» **Фрагмент текста**:
Выступив против продажи индульгенций, Лютер должен был отвергнуть и их доктринальную базу — католическое учение о дополнительном удовлетворении, требуемом от кающегося. Он со всей решительностью заявил, что Христос уже уплатил за чело­веческий род весь долг и что никакого удовлетворения более не требуется. В "Апологии Аугсбургского исповедания" прямо гово­рится: "Учение о человеческом удовлетворении — дьявольское".

Отвергнув учение о дополнительном удовлетворении, Лютер, естественно, отверг и все то, что римо-католики считают сред­ствами принесения такого удовлетворения, в том числе и необхо­димость для оправдания добрых дел, и провозгласил основой протестантской сотериологии свое учение об оправдании (или спасении) одной верой (sola fide).

131. Таким образом, Лютер так же, как и католики, видит основ­ной путь спасения грешников от наказания не в стремлении к нравственному очищению и святости, а лишь к уходу от наказа­ния. Отличает его учение от римско-католического лишь утверж­дение, что раз Христос уже сполна уплатил за человеческие гре­хи, то освободил этим пребывающих в вере от всякой необходи­мости искупать их благочестивыми поступками.

Здесь необходимо подробно остановиться на рассуждениях Лютера, которыми он опровергает учение католицизма об удов­летворении Богу за грехи и необходимость совершения для этого добрых дел.

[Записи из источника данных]

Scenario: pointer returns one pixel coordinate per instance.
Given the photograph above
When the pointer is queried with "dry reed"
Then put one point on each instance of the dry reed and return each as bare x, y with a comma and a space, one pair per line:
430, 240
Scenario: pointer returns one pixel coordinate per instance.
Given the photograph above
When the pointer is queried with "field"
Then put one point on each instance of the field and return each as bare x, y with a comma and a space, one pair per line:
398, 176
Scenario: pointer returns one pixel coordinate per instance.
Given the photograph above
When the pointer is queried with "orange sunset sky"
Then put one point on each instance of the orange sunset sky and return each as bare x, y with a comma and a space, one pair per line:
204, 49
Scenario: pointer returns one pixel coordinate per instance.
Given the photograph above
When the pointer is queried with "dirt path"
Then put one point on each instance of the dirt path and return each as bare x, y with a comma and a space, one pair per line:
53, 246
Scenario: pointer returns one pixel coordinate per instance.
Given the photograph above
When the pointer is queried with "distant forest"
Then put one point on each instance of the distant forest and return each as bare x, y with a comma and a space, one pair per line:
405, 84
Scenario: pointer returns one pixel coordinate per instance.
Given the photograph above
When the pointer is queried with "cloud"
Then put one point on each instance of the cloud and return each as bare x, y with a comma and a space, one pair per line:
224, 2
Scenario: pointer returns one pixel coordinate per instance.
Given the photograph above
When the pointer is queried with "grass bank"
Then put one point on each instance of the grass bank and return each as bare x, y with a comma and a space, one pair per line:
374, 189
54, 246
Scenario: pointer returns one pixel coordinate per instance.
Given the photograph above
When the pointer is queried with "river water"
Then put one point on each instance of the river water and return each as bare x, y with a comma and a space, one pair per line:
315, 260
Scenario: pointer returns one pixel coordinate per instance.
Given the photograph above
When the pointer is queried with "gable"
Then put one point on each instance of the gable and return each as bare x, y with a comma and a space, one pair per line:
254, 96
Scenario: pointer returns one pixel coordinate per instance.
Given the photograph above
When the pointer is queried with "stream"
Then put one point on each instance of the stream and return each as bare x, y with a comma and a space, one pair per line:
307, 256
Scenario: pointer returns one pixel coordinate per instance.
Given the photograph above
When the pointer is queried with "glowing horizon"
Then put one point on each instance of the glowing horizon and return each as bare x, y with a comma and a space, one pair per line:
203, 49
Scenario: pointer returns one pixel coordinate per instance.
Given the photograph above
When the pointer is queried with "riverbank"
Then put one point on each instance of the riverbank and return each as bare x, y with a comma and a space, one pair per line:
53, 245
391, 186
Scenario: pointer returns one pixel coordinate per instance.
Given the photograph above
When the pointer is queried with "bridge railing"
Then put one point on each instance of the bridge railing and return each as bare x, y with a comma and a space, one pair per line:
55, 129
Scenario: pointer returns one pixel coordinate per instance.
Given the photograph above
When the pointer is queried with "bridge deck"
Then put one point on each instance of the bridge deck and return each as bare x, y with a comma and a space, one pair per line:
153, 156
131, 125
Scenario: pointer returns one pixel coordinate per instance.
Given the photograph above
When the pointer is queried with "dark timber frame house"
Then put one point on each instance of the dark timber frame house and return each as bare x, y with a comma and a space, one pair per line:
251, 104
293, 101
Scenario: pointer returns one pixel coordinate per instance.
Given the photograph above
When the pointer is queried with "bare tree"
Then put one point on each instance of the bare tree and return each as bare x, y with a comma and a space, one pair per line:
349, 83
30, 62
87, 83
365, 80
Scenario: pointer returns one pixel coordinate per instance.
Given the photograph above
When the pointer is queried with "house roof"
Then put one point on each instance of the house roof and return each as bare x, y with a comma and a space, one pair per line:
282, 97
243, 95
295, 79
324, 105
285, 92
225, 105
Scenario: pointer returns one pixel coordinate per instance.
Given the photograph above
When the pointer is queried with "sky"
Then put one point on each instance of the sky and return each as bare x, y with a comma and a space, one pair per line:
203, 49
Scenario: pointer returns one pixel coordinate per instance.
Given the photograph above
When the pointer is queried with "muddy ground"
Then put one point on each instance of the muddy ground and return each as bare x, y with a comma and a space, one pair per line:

» **Задания**:
a) В каких строках записей встречается слово «muddy»? Выпишите все такие строки.
b) Напишите продолжение фрагмента о Лютере и католическом учении об удовлетворении за грехи, начиная сразу после его последнего предложения.

» **Ответы к заданиям**:
a)
When the pointer is queried with "muddy ground"
Then put one point on each instance of the muddy ground and return each as bare x, y with a comma and a space, one pair per line:

b)
В "Шмалькальденских членах" имеется по этому вопросу та­кое, кстати, очень характерное для людей, воспитанных на римо-католицизме, рассуждение: "Удовлетворение за грехи невозмож­но, потому что никто не знает, сколько бы он должен был сде­лать добра за один только грех, не говоря уже обо всех". Иначе говоря, человек, не знающий требуемой от него нормы , может сделать добра больше, чем надо для удовлетворения, и все же оставаться неуверенным в своем спасении. По учению Лютера, в системе взаимоотношений между человеком и Богом такой не­определенности не должно быть: при соблюдении известных ус­ловий христианин должен быть совершенно спокойным за свое спасение. Нетрудно видеть, что и Лютер, и римско-католические богословы исходят из одних и тех же предпосылок, носящих чис­то юридический характер.

Лютера возмущает в римско-католической сотериологии не юридизм, не сама идея платы за грехи, а, во-первых, непоследо­вательность учения (удовлетворение из двух источников — при­несенное Христом и приносимое человеком) и, во-вторых, то об­стоятельство, что римско-католическая система вынуждает чело­века постоянно беспокоиться о покаянии и удовлетворении.

В "Формуле согласия" лютеране так и заявляют: "Нужно от­вергнуть мнение, будто добрые дела необходимы для спасения".

Самому Лютеру в монашеский период его жизни пришлось много страдать от постоянной неуверенности в том, достаточны ли его подвиги для удовлетворения Богу (на индульгенции Лю­тер, по-видимому, и тогда не возлагал надежды). Вступив на путь реформации, Лютер постарался внести полную определенность в этот вопрос: Христос уплатил все и от человека ничего не требу­ется, — таково главное положение лютеранской сотериологии. В подтверждение были привлечены тексты Священного Писания, в которых говорится о спасении как о даре милости Божией.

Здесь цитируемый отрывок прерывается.